## Problem A
In the NuttX SMP post, which setting gives the stack size for the IDLE task on CPUs 1 through (CONFIG_SMP_NCPUS-1)?

Never implemented SMP on NuttX so we both learn here :D

Maybe _start is needed for other CPUs initialization.

What I found in the docs:

This wiki document https://cwiki.apache.org/confluence/display/NUTTX/SMP mentions SMP implementation pretty well:

CONFIG_SMP_IDLETHREAD_STACKSIZE - Each CPU will have its own IDLE task. System initialization occurs on CPU0 and uses CONFIG_IDLETHREAD_STACKSIZE. This setting provides the stack size for the IDLE task on CPUS 1 through (CONFIG_SMP_NCPUS-1).

Let's take a look at other architectures implementation :-)

  1. arch/arm64/fvp-v8r:
  1. arch/arm64/imx8:
  • does not have smp init in the boot.c
    void arm64_chip_boot(void)
  • does not seem to have smp specific code, but uses ARCH_HAVE_MULTICPU:
    % pwd
    /XXX/nuttx.git/arch/arm64/src/imx8
    
    % grep -ri smp *
    % grep -ri cpu *
    Kconfig:	select ARCH_HAVE_MULTICPU
    
    % pwd
    /XXX/nuttx.git/boards/arm64/imx8
    
    % grep -ri smp *
    % grep -ri cpu *
    imx8qm-mek/scripts/Make.defs:CFLAGS := $(ARCHCFLAGS) $(ARCHOPTIMIZATION) $(ARCHCPUFLAGS) $(ARCHINCLUDES) $(ARCHDEFINES) $(EXTRAFLAGS)
    imx8qm-mek/scripts/Make.defs:CXXFLAGS := $(ARCHCXXFLAGS) $(ARCHOPTIMIZATION) $(ARCHCPUFLAGS) $(ARCHXXINCLUDES) $(ARCHDEFINES) $(EXTRAFLAGS)
    
  1. arch/arm64/imx9:
  • does not init cpus in the boot
    void arm64_chip_boot(void)

## Problem B
Please update the part of the rows that opens with the line containing "point: green onion" and runs through the last of the rows, replacing "bunch" with "bundle" and leaving all else unchanged. Return only those lines.

## Available records
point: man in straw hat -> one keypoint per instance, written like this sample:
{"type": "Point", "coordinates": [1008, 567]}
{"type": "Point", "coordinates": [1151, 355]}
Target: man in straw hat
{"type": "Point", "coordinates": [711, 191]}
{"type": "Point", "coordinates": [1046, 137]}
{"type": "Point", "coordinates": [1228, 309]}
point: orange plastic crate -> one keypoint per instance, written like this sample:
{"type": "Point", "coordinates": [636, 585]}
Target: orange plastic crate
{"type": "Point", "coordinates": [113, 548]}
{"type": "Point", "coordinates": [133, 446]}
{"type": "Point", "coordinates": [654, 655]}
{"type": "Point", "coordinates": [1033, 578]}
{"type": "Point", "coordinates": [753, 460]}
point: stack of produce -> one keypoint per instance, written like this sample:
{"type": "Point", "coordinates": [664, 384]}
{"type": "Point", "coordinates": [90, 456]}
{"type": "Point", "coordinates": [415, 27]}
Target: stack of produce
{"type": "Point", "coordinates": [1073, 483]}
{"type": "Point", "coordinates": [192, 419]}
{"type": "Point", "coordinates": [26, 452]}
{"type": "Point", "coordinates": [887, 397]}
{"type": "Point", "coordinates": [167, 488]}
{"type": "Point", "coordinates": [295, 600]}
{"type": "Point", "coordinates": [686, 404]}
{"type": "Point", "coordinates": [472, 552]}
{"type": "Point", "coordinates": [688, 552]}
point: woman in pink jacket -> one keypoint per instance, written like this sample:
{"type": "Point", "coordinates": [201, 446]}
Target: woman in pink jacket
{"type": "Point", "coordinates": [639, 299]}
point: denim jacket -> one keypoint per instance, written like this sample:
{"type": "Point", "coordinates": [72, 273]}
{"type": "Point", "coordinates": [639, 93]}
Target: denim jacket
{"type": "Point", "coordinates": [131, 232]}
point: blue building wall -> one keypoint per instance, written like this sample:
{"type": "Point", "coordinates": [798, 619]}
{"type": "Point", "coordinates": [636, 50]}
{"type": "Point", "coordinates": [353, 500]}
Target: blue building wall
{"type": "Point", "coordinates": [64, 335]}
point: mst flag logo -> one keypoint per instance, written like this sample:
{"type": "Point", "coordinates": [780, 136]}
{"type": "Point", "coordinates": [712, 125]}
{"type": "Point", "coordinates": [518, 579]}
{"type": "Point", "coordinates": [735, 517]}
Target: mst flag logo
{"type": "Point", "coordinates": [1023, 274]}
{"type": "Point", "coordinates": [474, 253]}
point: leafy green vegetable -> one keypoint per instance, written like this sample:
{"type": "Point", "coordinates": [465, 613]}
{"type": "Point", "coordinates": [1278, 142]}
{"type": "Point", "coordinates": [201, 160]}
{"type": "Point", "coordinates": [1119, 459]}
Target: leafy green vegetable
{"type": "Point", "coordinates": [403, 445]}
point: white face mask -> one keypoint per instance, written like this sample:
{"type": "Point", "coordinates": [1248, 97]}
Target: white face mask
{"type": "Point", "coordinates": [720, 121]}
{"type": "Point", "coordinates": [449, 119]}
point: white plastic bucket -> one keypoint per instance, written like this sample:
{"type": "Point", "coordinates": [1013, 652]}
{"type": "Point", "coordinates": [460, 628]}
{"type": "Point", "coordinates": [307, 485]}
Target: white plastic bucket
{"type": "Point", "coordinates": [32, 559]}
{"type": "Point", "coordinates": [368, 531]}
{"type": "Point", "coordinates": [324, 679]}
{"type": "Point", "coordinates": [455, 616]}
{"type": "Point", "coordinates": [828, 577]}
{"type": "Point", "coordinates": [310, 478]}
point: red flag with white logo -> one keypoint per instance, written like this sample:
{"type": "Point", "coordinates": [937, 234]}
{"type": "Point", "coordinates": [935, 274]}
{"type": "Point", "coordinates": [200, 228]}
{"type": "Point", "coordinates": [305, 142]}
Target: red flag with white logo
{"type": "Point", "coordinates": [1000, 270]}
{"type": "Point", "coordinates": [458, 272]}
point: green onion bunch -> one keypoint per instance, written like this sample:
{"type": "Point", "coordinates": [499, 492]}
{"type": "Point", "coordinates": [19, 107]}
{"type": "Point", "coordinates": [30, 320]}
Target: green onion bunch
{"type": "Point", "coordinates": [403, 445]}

## Task solution A
CONFIG_SMP_IDLETHREAD_STACKSIZE

## Task solution B
point: green onion bundle -> one keypoint per instance, written like this sample:
{"type": "Point", "coordinates": [499, 492]}
{"type": "Point", "coordinates": [19, 107]}
{"type": "Point", "coordinates": [30, 320]}
Target: green onion bundle
{"type": "Point", "coordinates": [403, 445]}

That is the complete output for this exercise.